▶ _AIM_
Will you write out all the entries below exactly?

[Collected data]
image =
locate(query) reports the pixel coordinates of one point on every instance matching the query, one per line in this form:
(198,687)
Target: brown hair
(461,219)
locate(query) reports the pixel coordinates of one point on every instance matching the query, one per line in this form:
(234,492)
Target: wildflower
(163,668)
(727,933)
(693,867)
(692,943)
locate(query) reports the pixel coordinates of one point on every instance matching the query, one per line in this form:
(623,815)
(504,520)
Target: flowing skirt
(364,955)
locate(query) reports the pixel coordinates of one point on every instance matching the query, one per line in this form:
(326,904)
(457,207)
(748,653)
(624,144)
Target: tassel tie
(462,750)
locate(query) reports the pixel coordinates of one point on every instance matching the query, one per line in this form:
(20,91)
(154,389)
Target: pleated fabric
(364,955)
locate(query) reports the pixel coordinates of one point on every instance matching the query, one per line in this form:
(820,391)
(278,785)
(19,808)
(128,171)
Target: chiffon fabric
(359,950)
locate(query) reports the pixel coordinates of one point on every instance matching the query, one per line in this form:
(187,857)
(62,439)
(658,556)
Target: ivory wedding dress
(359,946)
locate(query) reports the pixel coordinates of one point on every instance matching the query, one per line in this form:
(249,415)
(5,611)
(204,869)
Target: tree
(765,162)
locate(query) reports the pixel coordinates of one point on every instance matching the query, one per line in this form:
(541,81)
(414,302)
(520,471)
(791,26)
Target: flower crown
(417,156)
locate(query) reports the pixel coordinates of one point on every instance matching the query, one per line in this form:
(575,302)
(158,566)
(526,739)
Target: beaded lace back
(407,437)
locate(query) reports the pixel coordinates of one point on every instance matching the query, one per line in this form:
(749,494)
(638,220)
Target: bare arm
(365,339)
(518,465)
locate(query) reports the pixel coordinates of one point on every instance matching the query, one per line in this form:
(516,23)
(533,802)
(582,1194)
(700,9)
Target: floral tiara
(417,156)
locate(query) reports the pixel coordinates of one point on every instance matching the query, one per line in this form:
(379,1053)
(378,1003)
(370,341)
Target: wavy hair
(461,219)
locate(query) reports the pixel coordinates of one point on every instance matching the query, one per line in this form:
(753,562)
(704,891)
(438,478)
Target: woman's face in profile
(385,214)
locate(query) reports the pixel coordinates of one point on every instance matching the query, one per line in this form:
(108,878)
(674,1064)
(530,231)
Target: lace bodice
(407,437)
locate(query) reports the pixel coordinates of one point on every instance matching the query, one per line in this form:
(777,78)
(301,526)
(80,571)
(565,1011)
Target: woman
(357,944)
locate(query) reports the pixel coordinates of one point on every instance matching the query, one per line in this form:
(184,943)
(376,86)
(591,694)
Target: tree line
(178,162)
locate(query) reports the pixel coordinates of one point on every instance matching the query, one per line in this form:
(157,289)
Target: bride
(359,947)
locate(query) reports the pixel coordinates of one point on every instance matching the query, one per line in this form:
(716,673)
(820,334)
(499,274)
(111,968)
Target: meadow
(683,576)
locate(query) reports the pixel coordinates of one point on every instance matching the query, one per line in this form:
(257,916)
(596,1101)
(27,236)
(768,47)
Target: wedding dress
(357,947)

▶ _CORRECT RESPONSE_
image =
locate(query) reports the pixel coordinates of one point on every instance matching the query, one per line in this form:
(198,687)
Target: brown hair
(461,219)
locate(query) reports the pixel coordinates of one point on every instance matching the query, one per line in this form:
(234,492)
Target: wildflower
(163,668)
(727,933)
(693,867)
(692,943)
locate(query) reports the pixel coordinates of one point on every instance matching the query, one per line in this form:
(623,815)
(504,520)
Target: flowing skirt
(364,955)
locate(query) reports the pixel coordinates of one point on every instance matching the query, one per line in this form:
(326,904)
(457,207)
(748,653)
(624,144)
Target: tassel tie
(462,750)
locate(query) reports the pixel coordinates of one point on every instance matching the query, one per line in this form:
(20,91)
(154,389)
Target: pleated fabric
(364,955)
locate(query) reports the pixel coordinates of one point on every instance matching the query, one per line in this form:
(820,391)
(278,785)
(19,808)
(128,171)
Target: chiffon fabric
(359,950)
locate(query) reports the pixel coordinates of one point on every instance matching the query, one per line in this form:
(187,857)
(62,439)
(658,556)
Target: ivory wedding dress
(359,946)
locate(query) reports the pixel coordinates of one point on every instance matching the query, one per line in this form:
(249,415)
(5,611)
(204,869)
Target: tree
(765,162)
locate(query) reports the pixel coordinates of one point on every instance matching the query, one per line in this form:
(541,81)
(414,302)
(520,471)
(791,26)
Target: flower crown
(417,156)
locate(query) reports the pixel coordinates of one point on every instance matching the query, one per line in this form:
(575,302)
(158,566)
(526,739)
Target: beaded lace back
(407,437)
locate(query) reports the pixel coordinates of one point on every instance matching the query, one per line in this form:
(749,494)
(638,220)
Target: bare arm
(365,339)
(518,465)
locate(query) reports the pixel coordinates of one point on every instance matching the query, one per line in this form:
(516,23)
(533,802)
(582,1194)
(700,9)
Target: floral tiara
(417,156)
locate(query) reports the pixel coordinates of one point on every instance matching the query, one per line in this form:
(379,1053)
(378,1003)
(370,341)
Target: wavy hair
(461,219)
locate(query) reports the pixel coordinates of one point on every instance matching the query, one per line in this form:
(753,562)
(704,891)
(438,478)
Target: woman's face in profile
(385,214)
locate(query) reports the pixel coordinates of one point on every instance matching the query, one per line in this form:
(108,878)
(674,1064)
(530,231)
Target: lace bodice
(407,437)
locate(query) reports the pixel coordinates of one point on every instance matching the query, one per line in this form:
(777,78)
(301,526)
(80,571)
(565,1011)
Target: woman
(357,944)
locate(query) reports the pixel coordinates of one point on every instance matching the query, one per line in this form:
(184,943)
(376,86)
(591,694)
Target: tree line
(178,162)
locate(query) reports the pixel coordinates of one point on every instance matching the query, one per line in this form:
(157,289)
Target: bride
(359,947)
locate(query) reports the pixel coordinates of one point on every instance matching the query, one per line in this form:
(716,673)
(820,334)
(499,274)
(111,968)
Target: meadow
(683,576)
locate(query) reports the pixel coordinates of one point on every instance matching the query, one per line in this form:
(257,916)
(596,1101)
(27,236)
(768,47)
Target: wedding dress
(357,947)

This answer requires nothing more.